◆ Stated goal
Everything from the line that contains "of the residential" through the last line of the listing must be copied exactly, with both of those lines included and no others.

Records excerpted from a collection
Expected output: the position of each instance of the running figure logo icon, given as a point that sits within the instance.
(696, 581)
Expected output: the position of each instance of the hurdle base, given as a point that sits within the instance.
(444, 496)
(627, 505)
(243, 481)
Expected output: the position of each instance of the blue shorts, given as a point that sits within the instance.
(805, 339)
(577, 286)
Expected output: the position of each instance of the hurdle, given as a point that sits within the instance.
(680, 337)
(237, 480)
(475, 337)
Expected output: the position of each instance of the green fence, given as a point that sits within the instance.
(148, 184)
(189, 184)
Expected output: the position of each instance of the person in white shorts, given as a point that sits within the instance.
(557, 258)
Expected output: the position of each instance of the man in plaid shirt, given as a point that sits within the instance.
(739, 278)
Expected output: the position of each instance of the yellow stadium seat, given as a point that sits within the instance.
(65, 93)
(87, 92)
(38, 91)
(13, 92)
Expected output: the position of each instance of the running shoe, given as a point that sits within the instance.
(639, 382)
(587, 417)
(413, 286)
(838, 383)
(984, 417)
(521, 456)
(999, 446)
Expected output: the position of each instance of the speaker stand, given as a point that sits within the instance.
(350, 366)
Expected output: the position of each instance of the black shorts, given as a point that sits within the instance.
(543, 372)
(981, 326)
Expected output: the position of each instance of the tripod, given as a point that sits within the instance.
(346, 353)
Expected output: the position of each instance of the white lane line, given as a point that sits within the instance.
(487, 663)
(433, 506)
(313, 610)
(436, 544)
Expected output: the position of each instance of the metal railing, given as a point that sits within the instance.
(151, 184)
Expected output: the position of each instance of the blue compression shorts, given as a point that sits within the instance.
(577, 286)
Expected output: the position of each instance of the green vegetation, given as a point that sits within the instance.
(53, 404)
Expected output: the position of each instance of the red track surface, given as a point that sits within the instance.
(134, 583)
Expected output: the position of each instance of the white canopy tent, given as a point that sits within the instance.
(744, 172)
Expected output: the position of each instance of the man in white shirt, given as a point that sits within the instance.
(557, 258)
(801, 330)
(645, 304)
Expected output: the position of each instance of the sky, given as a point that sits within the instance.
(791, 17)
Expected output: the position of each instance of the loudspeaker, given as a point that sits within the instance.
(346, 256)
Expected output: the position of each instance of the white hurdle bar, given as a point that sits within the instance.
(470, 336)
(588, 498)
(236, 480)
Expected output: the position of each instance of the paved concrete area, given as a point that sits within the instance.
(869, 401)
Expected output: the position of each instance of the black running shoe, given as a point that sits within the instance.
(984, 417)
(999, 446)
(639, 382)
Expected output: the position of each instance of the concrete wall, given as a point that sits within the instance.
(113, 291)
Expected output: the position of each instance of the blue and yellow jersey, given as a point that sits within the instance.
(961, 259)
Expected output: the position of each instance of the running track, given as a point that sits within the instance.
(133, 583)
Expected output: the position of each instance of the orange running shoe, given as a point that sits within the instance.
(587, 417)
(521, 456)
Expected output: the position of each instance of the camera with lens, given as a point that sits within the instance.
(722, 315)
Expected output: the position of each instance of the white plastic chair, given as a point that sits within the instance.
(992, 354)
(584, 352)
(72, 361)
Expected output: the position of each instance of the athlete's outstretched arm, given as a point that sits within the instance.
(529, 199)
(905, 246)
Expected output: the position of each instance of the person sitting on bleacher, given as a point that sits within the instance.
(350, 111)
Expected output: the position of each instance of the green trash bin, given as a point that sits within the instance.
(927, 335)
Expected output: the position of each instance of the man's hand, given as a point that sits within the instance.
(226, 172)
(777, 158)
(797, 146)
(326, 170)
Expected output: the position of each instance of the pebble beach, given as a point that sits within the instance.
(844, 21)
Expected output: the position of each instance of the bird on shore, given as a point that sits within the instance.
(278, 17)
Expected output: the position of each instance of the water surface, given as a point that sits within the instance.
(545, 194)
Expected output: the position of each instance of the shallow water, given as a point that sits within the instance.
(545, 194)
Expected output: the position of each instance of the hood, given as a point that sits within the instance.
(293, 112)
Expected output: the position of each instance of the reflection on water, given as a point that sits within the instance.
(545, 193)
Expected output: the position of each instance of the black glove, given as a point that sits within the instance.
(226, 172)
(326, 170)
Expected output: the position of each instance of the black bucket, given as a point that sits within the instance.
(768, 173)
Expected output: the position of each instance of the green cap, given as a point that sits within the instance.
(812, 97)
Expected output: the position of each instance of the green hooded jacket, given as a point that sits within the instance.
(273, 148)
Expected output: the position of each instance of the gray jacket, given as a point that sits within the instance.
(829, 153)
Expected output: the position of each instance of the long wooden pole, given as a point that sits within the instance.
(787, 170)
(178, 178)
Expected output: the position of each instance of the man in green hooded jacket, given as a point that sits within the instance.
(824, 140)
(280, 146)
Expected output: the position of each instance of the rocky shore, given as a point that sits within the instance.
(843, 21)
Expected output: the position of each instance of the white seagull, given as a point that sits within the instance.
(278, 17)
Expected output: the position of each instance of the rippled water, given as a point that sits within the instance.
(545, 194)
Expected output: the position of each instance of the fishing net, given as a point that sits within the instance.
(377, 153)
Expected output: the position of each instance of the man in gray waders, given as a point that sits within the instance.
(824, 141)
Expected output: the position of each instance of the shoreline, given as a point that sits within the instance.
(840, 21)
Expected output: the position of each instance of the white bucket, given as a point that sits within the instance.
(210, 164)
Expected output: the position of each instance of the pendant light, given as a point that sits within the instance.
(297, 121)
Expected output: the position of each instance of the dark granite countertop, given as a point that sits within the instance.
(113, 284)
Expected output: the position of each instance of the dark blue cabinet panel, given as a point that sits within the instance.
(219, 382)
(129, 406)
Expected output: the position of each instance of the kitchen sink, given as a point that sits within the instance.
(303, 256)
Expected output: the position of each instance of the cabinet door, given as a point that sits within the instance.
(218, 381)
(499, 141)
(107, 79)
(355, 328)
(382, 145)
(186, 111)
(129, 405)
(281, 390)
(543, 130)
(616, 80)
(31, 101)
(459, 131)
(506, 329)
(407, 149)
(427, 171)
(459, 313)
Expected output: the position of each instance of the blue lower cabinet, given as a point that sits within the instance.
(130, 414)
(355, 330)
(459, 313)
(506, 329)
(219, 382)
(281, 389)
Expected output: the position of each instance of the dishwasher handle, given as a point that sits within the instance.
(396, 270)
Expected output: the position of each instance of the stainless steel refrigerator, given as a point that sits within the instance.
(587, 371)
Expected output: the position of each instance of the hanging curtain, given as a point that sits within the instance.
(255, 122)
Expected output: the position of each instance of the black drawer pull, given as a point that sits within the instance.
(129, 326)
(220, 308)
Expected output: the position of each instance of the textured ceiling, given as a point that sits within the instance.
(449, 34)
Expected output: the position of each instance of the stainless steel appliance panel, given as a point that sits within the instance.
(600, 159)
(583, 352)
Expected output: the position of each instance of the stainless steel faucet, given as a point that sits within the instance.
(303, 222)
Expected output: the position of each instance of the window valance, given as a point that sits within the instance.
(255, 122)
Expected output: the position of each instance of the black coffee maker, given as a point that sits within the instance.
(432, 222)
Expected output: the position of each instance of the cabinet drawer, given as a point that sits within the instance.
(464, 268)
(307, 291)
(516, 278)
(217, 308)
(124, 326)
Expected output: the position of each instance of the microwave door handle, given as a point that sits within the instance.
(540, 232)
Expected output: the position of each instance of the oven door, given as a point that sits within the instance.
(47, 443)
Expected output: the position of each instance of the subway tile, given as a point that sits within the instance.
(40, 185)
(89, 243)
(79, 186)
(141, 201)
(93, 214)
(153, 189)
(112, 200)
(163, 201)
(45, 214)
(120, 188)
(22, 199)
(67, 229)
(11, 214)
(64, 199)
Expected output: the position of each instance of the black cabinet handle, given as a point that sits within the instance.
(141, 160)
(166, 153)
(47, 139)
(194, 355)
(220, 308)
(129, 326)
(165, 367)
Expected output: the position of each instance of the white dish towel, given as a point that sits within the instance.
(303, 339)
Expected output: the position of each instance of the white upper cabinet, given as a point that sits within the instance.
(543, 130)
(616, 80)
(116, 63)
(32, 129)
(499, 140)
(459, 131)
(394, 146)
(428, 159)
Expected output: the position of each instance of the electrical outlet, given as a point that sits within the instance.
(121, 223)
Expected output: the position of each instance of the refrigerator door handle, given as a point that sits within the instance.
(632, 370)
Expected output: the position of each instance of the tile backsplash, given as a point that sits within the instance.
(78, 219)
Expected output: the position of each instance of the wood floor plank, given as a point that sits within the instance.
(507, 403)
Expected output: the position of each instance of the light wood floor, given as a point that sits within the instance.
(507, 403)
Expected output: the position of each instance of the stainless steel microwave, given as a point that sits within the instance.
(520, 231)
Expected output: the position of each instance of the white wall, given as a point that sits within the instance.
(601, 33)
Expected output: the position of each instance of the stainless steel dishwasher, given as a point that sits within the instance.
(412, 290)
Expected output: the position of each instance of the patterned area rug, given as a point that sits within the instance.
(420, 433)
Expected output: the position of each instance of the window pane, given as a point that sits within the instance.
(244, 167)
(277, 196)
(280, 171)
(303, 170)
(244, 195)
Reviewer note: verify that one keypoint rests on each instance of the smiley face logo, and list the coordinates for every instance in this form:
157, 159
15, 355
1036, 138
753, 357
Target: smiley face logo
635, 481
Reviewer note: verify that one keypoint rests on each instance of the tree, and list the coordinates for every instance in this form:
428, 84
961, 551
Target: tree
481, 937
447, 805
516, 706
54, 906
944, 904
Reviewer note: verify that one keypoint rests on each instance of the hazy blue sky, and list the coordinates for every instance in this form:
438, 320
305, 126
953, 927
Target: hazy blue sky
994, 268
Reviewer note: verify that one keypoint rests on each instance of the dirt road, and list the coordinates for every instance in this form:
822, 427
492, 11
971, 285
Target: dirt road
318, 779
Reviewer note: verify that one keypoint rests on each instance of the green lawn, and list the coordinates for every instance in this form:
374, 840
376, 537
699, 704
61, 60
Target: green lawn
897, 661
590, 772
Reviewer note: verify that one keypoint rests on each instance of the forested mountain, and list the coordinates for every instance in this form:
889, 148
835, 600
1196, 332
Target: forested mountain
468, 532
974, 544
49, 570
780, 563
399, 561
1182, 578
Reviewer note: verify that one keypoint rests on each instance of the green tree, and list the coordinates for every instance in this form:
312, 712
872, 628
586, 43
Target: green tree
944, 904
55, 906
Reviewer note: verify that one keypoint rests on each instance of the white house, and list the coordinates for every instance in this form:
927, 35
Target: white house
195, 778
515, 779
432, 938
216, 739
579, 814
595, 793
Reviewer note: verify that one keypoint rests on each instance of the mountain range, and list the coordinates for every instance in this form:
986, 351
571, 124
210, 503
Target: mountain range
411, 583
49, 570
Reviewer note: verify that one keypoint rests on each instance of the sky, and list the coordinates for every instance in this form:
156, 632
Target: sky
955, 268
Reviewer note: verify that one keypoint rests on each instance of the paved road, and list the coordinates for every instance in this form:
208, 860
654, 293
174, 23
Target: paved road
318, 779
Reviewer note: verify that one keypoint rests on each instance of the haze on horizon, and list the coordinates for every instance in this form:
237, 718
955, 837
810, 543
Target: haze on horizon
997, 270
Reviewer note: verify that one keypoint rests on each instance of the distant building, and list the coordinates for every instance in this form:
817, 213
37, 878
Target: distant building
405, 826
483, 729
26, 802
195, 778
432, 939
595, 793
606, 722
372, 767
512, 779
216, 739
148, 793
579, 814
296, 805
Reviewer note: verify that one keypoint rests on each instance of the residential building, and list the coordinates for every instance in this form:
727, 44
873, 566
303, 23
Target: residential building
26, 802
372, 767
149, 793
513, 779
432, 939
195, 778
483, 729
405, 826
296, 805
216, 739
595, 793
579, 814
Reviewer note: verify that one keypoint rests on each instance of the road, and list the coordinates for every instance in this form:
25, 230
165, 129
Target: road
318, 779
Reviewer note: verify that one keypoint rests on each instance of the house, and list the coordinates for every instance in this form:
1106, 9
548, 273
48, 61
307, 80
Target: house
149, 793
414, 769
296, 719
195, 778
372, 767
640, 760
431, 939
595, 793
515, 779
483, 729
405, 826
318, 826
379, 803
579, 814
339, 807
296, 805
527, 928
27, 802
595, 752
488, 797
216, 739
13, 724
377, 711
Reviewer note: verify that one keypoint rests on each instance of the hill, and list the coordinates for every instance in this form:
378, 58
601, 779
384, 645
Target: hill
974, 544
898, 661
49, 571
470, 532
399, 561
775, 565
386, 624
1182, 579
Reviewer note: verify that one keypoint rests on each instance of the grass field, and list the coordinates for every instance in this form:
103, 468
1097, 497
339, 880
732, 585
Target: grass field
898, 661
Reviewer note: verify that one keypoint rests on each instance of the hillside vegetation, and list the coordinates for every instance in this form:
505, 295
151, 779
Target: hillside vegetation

◆ Reply to the task
Reviewer note: verify that one keypoint rests on each instance of the residential building, and list the coordinates for every instance in this form:
727, 44
873, 566
303, 23
Target: residential building
26, 802
372, 767
149, 793
513, 779
432, 939
195, 778
483, 729
405, 826
296, 805
216, 739
595, 793
579, 814
Reviewer note: verify that one keypoint rests on each instance of the road, and list the coordinates for every instance in this form:
25, 230
165, 129
Target: road
318, 779
Reviewer note: verify that one keypoint rests on each instance of the house, and list the coordinates for every instance in this form:
1106, 9
548, 273
48, 61
307, 80
Target: house
149, 793
414, 769
296, 719
195, 778
372, 767
640, 760
431, 939
595, 793
515, 779
483, 729
405, 826
318, 826
379, 803
579, 814
339, 807
296, 805
527, 928
27, 802
595, 752
488, 797
216, 739
13, 724
377, 711
Reviewer note: verify that one keypoint rests on each instance of the hill, and list the coordinates for every instance in this form:
378, 58
601, 779
384, 645
Target: hill
974, 544
898, 661
49, 571
470, 532
399, 561
775, 565
386, 624
1182, 579
Reviewer note: verify that one keypoint rests on each instance of the grass field, and list the coordinates for every instance in this form:
103, 468
1097, 497
339, 880
732, 585
Target: grass field
898, 661
Reviewer note: verify that one keypoint rests on each instance of the hillside vegetation, and list the coordinates for every instance in this form:
505, 295
151, 779
Target: hillside vegetation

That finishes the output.